* Collected data *

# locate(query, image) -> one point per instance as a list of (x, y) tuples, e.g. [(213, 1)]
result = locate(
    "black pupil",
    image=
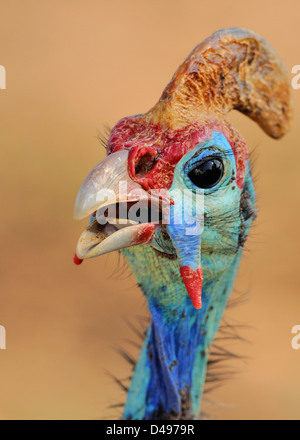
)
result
[(208, 173)]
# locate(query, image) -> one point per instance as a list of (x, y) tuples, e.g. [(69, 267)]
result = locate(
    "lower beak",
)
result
[(106, 191)]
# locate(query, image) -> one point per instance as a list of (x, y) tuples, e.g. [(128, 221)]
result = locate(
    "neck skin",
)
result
[(170, 374)]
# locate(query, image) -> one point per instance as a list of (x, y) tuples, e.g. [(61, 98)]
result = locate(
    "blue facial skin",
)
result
[(170, 373)]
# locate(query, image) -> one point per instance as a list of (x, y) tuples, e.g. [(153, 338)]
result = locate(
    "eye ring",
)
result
[(207, 173)]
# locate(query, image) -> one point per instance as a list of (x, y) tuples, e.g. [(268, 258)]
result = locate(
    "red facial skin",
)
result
[(168, 146), (193, 280)]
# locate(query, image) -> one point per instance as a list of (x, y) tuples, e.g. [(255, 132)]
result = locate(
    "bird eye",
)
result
[(208, 173)]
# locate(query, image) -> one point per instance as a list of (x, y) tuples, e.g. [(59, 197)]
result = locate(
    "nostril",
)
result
[(141, 160), (144, 164)]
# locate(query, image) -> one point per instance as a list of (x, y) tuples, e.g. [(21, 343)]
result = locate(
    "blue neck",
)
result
[(170, 374)]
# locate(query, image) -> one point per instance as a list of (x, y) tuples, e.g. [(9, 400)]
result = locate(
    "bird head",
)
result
[(177, 178)]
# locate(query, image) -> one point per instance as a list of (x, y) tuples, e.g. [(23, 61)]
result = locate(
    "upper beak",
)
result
[(108, 193)]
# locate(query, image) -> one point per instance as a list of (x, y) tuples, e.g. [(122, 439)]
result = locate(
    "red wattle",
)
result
[(77, 260), (193, 282)]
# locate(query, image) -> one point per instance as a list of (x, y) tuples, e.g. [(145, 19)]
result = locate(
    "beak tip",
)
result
[(77, 260)]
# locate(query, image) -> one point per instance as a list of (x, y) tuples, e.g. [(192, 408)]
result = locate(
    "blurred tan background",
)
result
[(72, 66)]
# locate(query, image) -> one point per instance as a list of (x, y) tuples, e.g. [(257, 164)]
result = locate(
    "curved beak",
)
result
[(119, 209)]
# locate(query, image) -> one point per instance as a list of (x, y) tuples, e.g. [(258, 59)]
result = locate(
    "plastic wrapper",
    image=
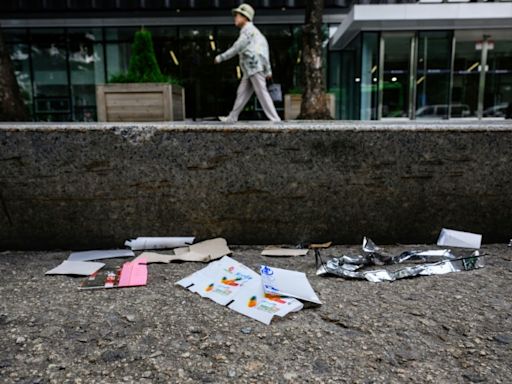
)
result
[(430, 262)]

* TASK TO COMPLETE *
Turn every line of the entries above into a numbered list, skipping blank lines and leaving the pictures out.

* RESPONSE TO THE TASK *
1. # locate(query, image) -> one point per instance as a list of (x, y) tuples, e.g. [(213, 1)]
2. result = locate(
3.     "black pupil",
4.     image=
5. )
6. result
7. [(208, 173)]
8. # locate(query, image) -> one point per instance as a list of (x, y) tuples, e.g. [(69, 267)]
9. result = locate(
10.     "lower beak",
11. )
12. result
13. [(106, 191)]
14. # locate(query, image) -> one point per instance as a list of (x, y) tuples, e.g. [(128, 221)]
15. result = locate(
16.     "neck skin",
17. )
18. result
19. [(170, 374)]
20. # locate(query, image) -> one point per instance as a list of (x, y) tuples, e.g. [(61, 98)]
21. result = locate(
22.     "blue facial skin",
23. )
24. result
25. [(170, 373)]
26. # locate(query, image) -> one point per instance as a list of (x, y) tuples, e.g. [(153, 338)]
27. result = locate(
28.     "eye ring",
29. )
30. result
31. [(207, 173)]
32. # locate(query, image) -> one point per instance as a list of (x, y) tuples, e.g. [(268, 258)]
33. result = locate(
34.     "red facial skin",
35. )
36. result
37. [(168, 146), (193, 280)]
38. # locate(query, image) -> one point per instance as a list of (x, y) tuples, e.g. [(255, 132)]
39. result = locate(
40.     "bird eye",
41. )
42. result
43. [(208, 173)]
44. # locate(query, image) -> one point per instance as a list of (x, y) tuples, e.g. [(59, 197)]
45. result = locate(
46.     "nostril",
47. )
48. result
49. [(141, 160), (144, 164)]
50. # locate(query, image) -> one point per instance as a list of (x, y) tuples, e.g. [(21, 343)]
51. result = locate(
52.     "blue neck",
53. )
54. result
55. [(170, 374)]
56. # locate(query, image) -> one point per instance as a list of (x, y) tuples, e.g. [(9, 400)]
57. result = locate(
58.     "bird head",
59. )
60. result
61. [(177, 178)]
62. # locate(query, image) -> one point per instance as a list of (x, y) tuples, e.g. [(23, 61)]
63. result = locate(
64.     "upper beak",
65. )
66. result
67. [(108, 193)]
68. # locate(query, image) -> one point per instance as a list of (x, y) tuples, e.g. [(122, 439)]
69. result = locate(
70.     "red wattle",
71. )
72. result
73. [(77, 260), (193, 282)]
74. # locate(query, image) -> one point per instance as a list of (x, y) tuples, e.g. [(145, 19)]
75. result = locate(
76.     "beak tip",
77. )
78. result
79. [(77, 260)]
80. # locate(query, image) -> one point per instance as a list of (x, y) tuples, e.g. [(192, 408)]
81. result = locate(
82.     "blurred tan background",
83. )
84. result
85. [(72, 66)]
86. # locate(query, image) -> one point per instance as a list of (x, y) tuples, e.g. [(257, 164)]
87. result = locate(
88.     "curved beak",
89. )
90. result
91. [(119, 209)]
92. # locate(query, image) -> one point per instance as a list of (x, y) tuples, e.g. [(258, 59)]
93. result = locate(
94.     "plastic wrapper",
95.     image=
96. )
97. result
98. [(430, 262)]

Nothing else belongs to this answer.